(Problems to solve):
- a) In the article on cancer research, translate this sentence into Spanish: "The body's natural tumour surveillance programmes should be able to detect and attack rogue cancer cells when they arise, and yet when cancer thrives, it does so because these defence systems have failed, according to the study."
- b) Write the next few sentences of the article on cancer research, picking up after its last sentence.

Source passage Block Start

Sunday Times 2
Fight against cancer: Doctor with Lankan roots leads team in research breakthrough
View(s):NEW YORK – A team of investigators, led by Dr Niroshana Anandasabapathy, a physician of Sri Lankan parentage and an Assistant Professor of Dermatology at the Harvard Medical School, has discovered new insights into why the immune system fails to see cancer—even though “it hides in plain sight of the immune system”.
The body’s natural tumour surveillance programmes should be able to detect and attack rogue cancer cells when they arise, and yet when cancer thrives, it does so because these defence systems have failed, according to the study.
Described as a new frontier for cancer, and called immunotherapy, the investigators have uncovered a critical strategy that some cancers may be using to cloak themselves as they have found evidence of this genetic programme across 30 human cancers of the peripheral tissue, including melanoma skin cancer. Their results have been published in Cell, a medical research journal.

Source passage Block End
Information given Block Start

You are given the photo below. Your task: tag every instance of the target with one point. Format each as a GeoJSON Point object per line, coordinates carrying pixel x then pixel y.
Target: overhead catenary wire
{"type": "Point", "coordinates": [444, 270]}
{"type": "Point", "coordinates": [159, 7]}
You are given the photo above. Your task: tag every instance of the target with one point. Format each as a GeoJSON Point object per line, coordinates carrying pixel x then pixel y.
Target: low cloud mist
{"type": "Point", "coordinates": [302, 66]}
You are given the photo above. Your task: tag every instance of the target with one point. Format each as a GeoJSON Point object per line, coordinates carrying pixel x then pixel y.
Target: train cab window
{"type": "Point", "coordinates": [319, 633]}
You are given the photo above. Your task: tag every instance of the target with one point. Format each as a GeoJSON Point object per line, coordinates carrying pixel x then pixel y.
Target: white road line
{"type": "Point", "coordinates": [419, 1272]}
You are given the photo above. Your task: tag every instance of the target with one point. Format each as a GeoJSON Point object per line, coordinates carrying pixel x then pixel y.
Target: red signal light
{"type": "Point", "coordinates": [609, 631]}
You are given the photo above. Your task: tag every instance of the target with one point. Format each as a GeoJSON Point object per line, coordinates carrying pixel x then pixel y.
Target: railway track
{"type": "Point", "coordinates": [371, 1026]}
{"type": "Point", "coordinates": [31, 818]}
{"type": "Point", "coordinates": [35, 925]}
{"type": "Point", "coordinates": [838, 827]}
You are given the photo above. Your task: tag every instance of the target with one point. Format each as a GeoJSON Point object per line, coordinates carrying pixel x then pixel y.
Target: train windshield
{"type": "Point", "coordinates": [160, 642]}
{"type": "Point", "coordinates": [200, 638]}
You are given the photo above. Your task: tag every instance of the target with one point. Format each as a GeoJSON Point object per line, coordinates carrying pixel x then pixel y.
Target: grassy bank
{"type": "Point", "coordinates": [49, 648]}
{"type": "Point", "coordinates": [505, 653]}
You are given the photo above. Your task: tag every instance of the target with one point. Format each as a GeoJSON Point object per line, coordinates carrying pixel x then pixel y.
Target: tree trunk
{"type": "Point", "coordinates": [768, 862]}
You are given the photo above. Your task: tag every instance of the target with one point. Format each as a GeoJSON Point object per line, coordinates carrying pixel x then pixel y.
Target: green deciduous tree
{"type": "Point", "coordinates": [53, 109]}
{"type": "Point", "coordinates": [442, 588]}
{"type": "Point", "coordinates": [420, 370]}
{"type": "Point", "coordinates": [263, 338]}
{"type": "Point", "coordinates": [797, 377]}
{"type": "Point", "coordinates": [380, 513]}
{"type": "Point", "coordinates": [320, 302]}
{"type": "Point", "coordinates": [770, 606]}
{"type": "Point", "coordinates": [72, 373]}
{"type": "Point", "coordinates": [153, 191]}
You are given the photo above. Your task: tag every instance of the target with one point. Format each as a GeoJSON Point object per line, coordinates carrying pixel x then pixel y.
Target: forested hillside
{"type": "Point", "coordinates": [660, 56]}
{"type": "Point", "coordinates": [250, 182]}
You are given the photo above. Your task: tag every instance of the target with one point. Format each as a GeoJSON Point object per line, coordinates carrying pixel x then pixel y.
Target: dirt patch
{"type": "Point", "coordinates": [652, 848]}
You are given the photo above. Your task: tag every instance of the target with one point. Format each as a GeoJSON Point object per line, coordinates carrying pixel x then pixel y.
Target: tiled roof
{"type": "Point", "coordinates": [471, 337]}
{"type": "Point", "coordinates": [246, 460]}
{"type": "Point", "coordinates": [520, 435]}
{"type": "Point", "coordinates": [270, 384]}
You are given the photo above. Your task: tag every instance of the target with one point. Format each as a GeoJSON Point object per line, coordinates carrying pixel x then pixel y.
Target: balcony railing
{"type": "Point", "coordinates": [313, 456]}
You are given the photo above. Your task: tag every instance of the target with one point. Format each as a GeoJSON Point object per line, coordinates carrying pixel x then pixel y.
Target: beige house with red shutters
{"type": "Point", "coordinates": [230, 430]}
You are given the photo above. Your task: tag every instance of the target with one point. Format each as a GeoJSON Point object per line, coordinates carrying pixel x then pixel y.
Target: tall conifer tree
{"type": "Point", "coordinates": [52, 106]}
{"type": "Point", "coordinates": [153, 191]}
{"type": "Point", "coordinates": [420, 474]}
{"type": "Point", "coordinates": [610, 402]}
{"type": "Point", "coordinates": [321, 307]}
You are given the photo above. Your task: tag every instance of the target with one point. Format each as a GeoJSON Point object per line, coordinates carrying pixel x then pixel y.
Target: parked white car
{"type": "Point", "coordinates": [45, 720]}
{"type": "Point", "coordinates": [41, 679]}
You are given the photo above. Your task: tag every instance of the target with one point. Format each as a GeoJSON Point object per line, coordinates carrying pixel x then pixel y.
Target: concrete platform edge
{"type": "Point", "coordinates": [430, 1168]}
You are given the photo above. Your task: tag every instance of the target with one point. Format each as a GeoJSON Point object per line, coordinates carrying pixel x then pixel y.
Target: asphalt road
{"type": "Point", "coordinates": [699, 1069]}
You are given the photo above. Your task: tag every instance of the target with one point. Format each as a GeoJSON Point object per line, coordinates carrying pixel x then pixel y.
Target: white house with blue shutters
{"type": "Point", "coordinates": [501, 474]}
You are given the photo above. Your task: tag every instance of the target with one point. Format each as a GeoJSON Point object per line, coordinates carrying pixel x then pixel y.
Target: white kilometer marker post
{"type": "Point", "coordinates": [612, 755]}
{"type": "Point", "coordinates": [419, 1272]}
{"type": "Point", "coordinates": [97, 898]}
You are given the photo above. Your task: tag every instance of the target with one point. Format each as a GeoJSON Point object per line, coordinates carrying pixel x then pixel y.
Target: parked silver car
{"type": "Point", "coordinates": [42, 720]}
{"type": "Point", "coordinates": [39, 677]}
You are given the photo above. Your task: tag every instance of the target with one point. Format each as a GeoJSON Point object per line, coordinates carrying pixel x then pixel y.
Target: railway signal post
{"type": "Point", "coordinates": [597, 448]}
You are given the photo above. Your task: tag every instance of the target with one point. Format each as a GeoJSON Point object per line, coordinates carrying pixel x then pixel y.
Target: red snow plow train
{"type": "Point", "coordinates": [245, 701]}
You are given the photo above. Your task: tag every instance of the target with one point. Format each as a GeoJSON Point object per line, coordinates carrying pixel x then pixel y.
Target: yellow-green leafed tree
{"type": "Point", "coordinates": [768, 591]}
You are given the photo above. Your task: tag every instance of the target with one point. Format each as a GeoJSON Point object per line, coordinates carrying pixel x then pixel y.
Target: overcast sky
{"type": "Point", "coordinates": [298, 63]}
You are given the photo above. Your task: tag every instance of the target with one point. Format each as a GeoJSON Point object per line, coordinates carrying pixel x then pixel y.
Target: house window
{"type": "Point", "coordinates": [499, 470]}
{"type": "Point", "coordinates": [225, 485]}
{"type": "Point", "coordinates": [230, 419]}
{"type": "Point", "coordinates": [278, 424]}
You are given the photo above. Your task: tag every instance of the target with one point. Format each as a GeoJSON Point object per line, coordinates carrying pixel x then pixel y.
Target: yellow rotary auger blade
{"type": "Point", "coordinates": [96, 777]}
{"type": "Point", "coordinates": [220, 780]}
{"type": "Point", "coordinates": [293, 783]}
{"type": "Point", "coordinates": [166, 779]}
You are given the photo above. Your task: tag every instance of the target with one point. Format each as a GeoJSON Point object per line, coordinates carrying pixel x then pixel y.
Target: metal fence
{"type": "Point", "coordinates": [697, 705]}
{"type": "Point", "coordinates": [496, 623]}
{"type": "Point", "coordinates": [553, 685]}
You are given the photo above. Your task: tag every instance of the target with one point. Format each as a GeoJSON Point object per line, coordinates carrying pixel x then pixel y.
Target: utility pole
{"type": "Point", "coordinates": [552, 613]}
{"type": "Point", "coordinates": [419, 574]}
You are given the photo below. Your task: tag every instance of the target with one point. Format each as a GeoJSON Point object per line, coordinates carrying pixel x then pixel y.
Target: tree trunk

Information given Block End

(Outputs by task):
- a) Los programas naturales de vigilancia tumoral del cuerpo deberían poder detectar y atacar las células cancerosas rebeldes cuando surgen y, sin embargo, cuando el cáncer prospera, lo hace porque estos sistemas de defensa han fallado, según el estudio.

- b)
“Our study reveals a new immunotherapy target and provides an evolutionary basis for why the immune system may fail to detect cancers arising in tissues,” said Anandasabapathy. “The genetic programme we report on helps the immune system balance itself. Parts of this programme prevent the immune system from destroying healthy organs or tissues, but might also leave a blind spot for detecting and fighting cancer.”
Dr Anandasabapathy, the lead author, is an MD, Phd from the Stanford University Medical School, held a Dermatology Fellowship at the New York University Medical Center, researched in Immunology at the Rockefeller Institute and worked with the late Ralph Steinman – (who was awarded the Nobel prize for his work on the role of DENDRITIC cells in immunology).
Currently at Brigham and Women’s Hospital in Boston, Dr Anandasabapathy is the daughter of Rani and Dr Indra Anandasabapathy, an anesthesiologist in Staten Island, New York, and who graduated from the Medical School in Colombo in 1967.